Raw records:

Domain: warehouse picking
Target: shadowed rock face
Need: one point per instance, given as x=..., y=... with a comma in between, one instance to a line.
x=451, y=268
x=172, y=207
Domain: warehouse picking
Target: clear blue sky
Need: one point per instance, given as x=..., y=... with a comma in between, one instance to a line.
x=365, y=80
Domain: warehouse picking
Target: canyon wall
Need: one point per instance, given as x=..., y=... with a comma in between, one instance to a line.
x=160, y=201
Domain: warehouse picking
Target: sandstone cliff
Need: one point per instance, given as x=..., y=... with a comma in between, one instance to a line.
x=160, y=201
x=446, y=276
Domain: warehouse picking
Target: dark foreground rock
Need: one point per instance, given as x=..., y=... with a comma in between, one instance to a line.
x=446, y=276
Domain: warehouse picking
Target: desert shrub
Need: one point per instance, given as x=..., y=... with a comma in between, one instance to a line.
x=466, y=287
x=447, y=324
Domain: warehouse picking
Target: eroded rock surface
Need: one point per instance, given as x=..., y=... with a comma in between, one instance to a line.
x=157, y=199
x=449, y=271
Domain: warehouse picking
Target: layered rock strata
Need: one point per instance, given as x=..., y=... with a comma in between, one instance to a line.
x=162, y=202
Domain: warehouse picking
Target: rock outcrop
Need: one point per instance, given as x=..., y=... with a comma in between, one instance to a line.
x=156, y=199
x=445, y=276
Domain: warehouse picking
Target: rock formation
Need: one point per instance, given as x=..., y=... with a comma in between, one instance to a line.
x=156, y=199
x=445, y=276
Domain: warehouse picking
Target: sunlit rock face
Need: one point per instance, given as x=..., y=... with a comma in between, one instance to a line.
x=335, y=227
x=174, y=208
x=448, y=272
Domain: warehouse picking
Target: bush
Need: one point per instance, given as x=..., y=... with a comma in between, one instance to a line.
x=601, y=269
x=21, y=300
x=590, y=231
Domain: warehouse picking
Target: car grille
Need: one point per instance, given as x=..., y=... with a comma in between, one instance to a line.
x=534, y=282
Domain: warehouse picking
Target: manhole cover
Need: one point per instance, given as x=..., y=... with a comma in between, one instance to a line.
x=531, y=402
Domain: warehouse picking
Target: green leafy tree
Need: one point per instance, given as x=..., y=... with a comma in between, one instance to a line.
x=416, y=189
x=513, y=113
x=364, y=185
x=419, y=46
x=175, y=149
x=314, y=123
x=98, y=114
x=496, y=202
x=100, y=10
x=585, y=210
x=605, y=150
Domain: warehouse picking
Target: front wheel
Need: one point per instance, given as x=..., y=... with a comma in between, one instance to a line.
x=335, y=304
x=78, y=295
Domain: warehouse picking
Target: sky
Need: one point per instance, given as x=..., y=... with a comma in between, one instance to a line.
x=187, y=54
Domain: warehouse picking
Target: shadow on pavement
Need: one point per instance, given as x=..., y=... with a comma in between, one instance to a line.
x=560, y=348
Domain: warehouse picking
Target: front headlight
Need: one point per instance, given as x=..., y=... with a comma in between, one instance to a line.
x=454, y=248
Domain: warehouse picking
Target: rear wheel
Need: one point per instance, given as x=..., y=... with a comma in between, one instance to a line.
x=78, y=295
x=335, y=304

Written request: Format every line of the rows above as a JSON list of strings, with one string per line and no blank lines.

Finished task:
[
  "Domain: warehouse picking",
  "Target: shadowed rock face",
  "Need: one point per instance, given as x=..., y=... with a comma in between, one instance to a line.",
  "x=451, y=268",
  "x=172, y=207",
  "Domain: warehouse picking",
  "Target: clear blue sky",
  "Need: one point per instance, given as x=..., y=... with a comma in between, one instance to a line.",
  "x=365, y=80",
  "Domain: warehouse picking",
  "Target: canyon wall",
  "Need: one point per instance, given as x=..., y=... with a comma in between, one instance to a line.",
  "x=160, y=201",
  "Domain: warehouse picking",
  "Target: sandstone cliff",
  "Need: one point per instance, given as x=..., y=... with a comma in between, one instance to a line.",
  "x=160, y=201",
  "x=446, y=276",
  "Domain: warehouse picking",
  "Target: dark foreground rock",
  "Need: one point per instance, given as x=..., y=... with a comma in between, one instance to a line.",
  "x=446, y=276",
  "Domain: warehouse picking",
  "Target: desert shrub",
  "Need: one point per instance, given as x=..., y=... with a comma in between, one instance to a line.",
  "x=466, y=287",
  "x=447, y=324",
  "Domain: warehouse picking",
  "Target: eroded rock surface",
  "Need: one point per instance, given as x=..., y=... with a comma in between, one instance to a line.",
  "x=157, y=199",
  "x=449, y=271",
  "Domain: warehouse picking",
  "Target: layered rock strata",
  "Need: one point per instance, given as x=..., y=... with a comma in between, one instance to a line.",
  "x=162, y=202",
  "Domain: warehouse picking",
  "Target: rock outcrop",
  "Need: one point per instance, given as x=..., y=... with a comma in between, one instance to a line.",
  "x=156, y=199",
  "x=445, y=276",
  "Domain: warehouse picking",
  "Target: rock formation",
  "Need: one point per instance, given as x=..., y=... with a comma in between, one instance to a line.",
  "x=156, y=199",
  "x=445, y=276",
  "Domain: warehouse picking",
  "Target: sunlit rock face",
  "Need: one point per instance, given as x=..., y=... with a comma in between, one instance to a line.",
  "x=335, y=227",
  "x=174, y=208",
  "x=448, y=272",
  "Domain: warehouse picking",
  "Target: bush",
  "Need: one point per instance, given as x=..., y=... with a comma in between, one instance to a line.",
  "x=601, y=269",
  "x=21, y=300",
  "x=590, y=231",
  "Domain: warehouse picking",
  "Target: car grille",
  "Need: one point per instance, given as x=..., y=... with a comma in between, one instance to a line.",
  "x=534, y=282",
  "Domain: warehouse picking",
  "Target: manhole cover",
  "Need: one point per instance, given as x=..., y=... with a comma in between, one instance to a line.",
  "x=531, y=402",
  "Domain: warehouse picking",
  "Target: green leafy tree",
  "Need: one point per instance, given as x=..., y=... with a comma in between, one instance to a line.",
  "x=416, y=189",
  "x=513, y=113",
  "x=364, y=185",
  "x=419, y=46",
  "x=175, y=149",
  "x=314, y=123",
  "x=98, y=114",
  "x=496, y=202",
  "x=100, y=10",
  "x=585, y=210",
  "x=605, y=150",
  "Domain: warehouse picking",
  "Target: front wheel",
  "Need: one point per instance, given as x=..., y=... with a comma in between, one instance to a line.",
  "x=335, y=304",
  "x=78, y=295",
  "Domain: warehouse picking",
  "Target: sky",
  "Need: one point per instance, given as x=..., y=... with a comma in between, one instance to a line.",
  "x=187, y=54",
  "Domain: warehouse picking",
  "Target: shadow on pavement",
  "Need: one point per instance, given as x=..., y=... with a comma in between, one instance to a line.",
  "x=560, y=348",
  "Domain: warehouse picking",
  "Target: front headlight",
  "Need: one point per instance, given as x=..., y=... with a comma in between, one instance to a line.",
  "x=454, y=248",
  "Domain: warehouse picking",
  "Target: rear wheel",
  "Need: one point per instance, given as x=..., y=... with a comma in between, one instance to a line.",
  "x=78, y=295",
  "x=335, y=304"
]